TO DO
Output the full set of records exactly.

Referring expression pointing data
--
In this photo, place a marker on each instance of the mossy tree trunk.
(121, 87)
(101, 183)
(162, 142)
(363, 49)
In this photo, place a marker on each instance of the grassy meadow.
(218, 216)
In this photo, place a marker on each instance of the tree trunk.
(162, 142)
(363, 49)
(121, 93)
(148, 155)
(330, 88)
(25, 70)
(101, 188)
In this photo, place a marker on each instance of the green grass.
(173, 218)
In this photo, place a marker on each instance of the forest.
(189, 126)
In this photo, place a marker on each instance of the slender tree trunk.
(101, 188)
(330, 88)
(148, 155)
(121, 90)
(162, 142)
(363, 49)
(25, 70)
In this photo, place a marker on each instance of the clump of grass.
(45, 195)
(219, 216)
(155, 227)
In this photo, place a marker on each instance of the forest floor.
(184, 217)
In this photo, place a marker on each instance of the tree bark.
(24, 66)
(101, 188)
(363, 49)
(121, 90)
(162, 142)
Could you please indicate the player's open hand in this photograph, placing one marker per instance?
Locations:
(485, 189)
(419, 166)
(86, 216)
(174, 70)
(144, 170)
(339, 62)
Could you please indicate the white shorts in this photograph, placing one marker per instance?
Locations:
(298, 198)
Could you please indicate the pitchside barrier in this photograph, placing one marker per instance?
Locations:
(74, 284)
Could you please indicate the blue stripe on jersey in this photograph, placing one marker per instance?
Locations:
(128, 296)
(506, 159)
--
RESULT
In this photo, place a marker on each instance of the mossy tree trunk.
(121, 87)
(101, 183)
(162, 142)
(363, 49)
In this photo, place a marker on each instance of the grassy meadow.
(218, 216)
In this photo, place a marker on each instance of the tree trunk.
(162, 142)
(363, 49)
(121, 93)
(148, 155)
(330, 88)
(25, 70)
(101, 188)
In this photo, place a marker on each instance of the green grass.
(173, 218)
In this photo, place a marker on each instance of the forest.
(189, 126)
In this photo, place a marker on each instance of the slender tree trunk.
(101, 188)
(330, 88)
(148, 155)
(121, 90)
(162, 142)
(363, 49)
(25, 70)
In this photo, place a marker on each instance of the clump of grass.
(45, 195)
(219, 216)
(155, 227)
In this photo, place a marker on each instance of the forest floor.
(184, 217)
In this photo, place a marker on each instance of the tree bark.
(24, 66)
(101, 188)
(363, 49)
(121, 90)
(162, 142)
Could you please indicate the player's open hand in this photograph, placing one marker per instance?
Locations:
(485, 189)
(419, 166)
(86, 216)
(174, 70)
(144, 170)
(339, 62)
Could you please indicate the white shorts in this photograph, placing one marker per instance?
Locations:
(298, 198)
Could you please indicate the pitchside barrier in this photograph, placing one marker per instance?
Locations:
(74, 284)
Could you please indicate the blue stripe on jersey in this photograph, placing one marker per instance?
Locations:
(128, 296)
(506, 159)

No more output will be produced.